## Task brief
Without including the images, transcribe each record precisely as it appears below.

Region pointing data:
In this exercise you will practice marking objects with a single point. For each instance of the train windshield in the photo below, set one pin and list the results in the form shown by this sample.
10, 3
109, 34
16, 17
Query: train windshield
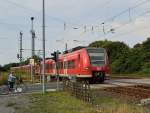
96, 56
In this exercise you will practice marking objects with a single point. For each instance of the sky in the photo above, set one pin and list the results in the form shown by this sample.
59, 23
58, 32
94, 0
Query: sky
83, 18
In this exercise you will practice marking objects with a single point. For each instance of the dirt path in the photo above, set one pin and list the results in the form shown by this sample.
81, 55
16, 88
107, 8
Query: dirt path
10, 103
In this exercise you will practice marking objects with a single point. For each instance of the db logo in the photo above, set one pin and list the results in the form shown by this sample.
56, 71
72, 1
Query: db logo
98, 68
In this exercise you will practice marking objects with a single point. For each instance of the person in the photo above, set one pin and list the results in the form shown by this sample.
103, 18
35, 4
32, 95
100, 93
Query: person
11, 80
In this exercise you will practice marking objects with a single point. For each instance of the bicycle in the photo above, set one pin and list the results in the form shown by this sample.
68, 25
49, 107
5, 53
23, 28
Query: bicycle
19, 87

## Task output
In this exercise you will practice marking objects with a single point. For each instance of the train windshield in the photo below, set one pin and list the results in the form shown by this sample.
10, 3
109, 34
16, 17
Query: train windshield
96, 56
In this exercise you will practice marking objects with a single point. For each instance of the sky in the photo above, set one pin and list the results in the form shown by this sample.
59, 23
58, 32
94, 0
Query: sky
83, 18
In this exercise you will practice marking objects with a single point. For each instance of the dirt path in the photo above, set one pin and list the results in the form shown by this sample.
81, 55
16, 88
107, 8
Query: dirt path
10, 103
In this exercise you will practice marking objects with a single point. For each instance of the db logo in the photo above, set one pin and list the results in the form shown by this sample.
56, 71
72, 1
Query: db logo
98, 68
In this exercise you will practice marking objects with a single point. For each instance of the person in the photo above, set one pin and list the results in the form shown by this sample.
103, 18
35, 4
32, 95
100, 93
Query: person
11, 80
In this exercise you will practice marking objects with a single point. For each instance of the bicycle in the photo above, set one pin and list the results in the form shown by this sample.
68, 25
49, 107
5, 53
23, 28
Query: bicycle
19, 87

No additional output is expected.